GOAL OF THE EXERCISE:
Recast the entries below as a numbered list, one line per item, skipping any blank lines. Leave the pictures out of your list.

INPUT:

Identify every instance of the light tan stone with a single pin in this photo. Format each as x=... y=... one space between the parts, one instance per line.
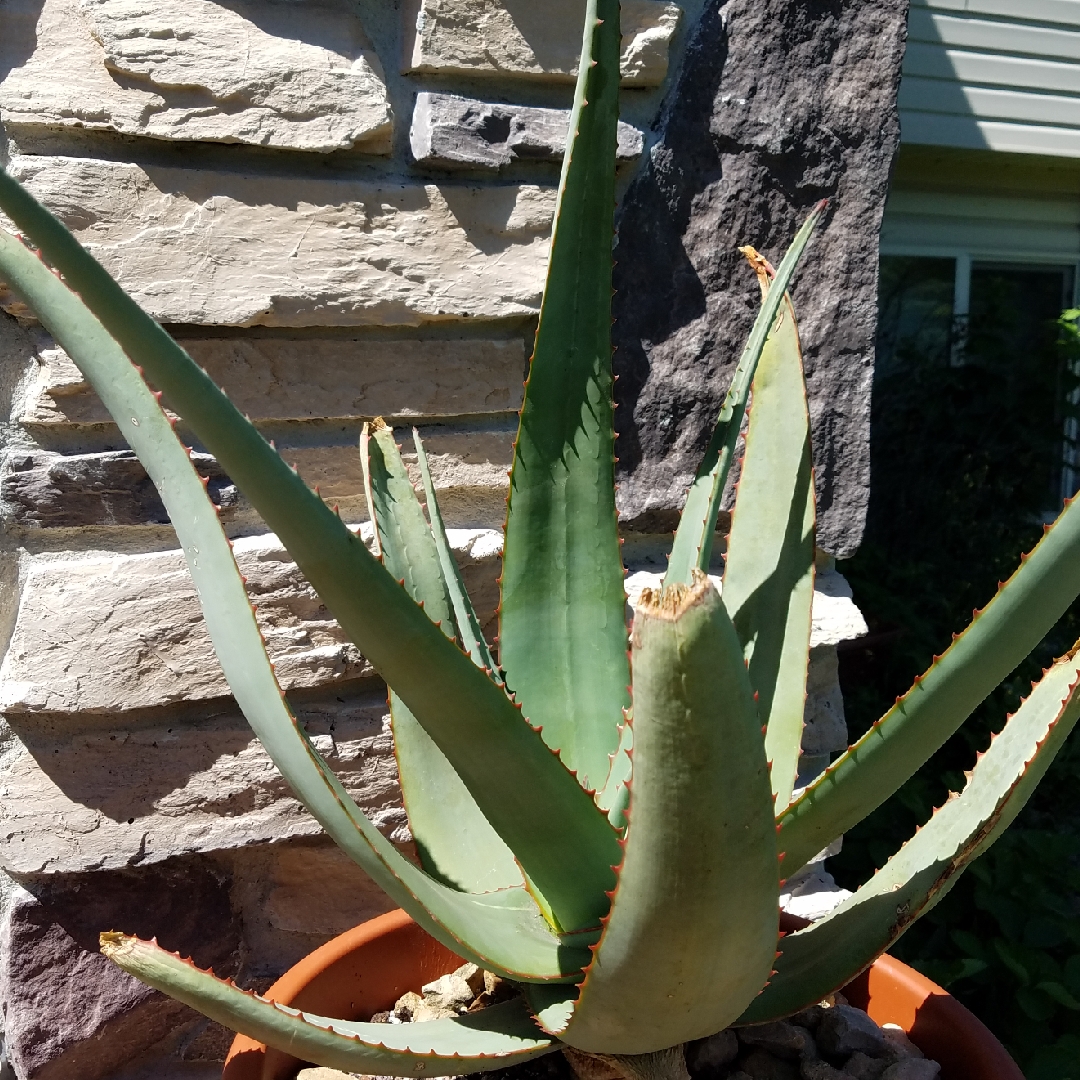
x=535 y=40
x=320 y=378
x=293 y=896
x=170 y=69
x=234 y=248
x=106 y=636
x=459 y=462
x=126 y=793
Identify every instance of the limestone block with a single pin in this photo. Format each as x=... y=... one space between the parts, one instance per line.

OUTPUT FOR THIS TASK:
1. Identify every instance of the light tan stone with a single pin in this photo. Format each as x=... y=... one space between the parts, one instance per line.
2. x=535 y=40
3. x=320 y=378
4. x=293 y=896
5. x=170 y=69
6. x=234 y=248
7. x=106 y=636
8. x=459 y=462
9. x=126 y=793
10. Identify every instance of the limestone block with a single pin in this photo. Format each as x=... y=... one space between the parts, one instance per line.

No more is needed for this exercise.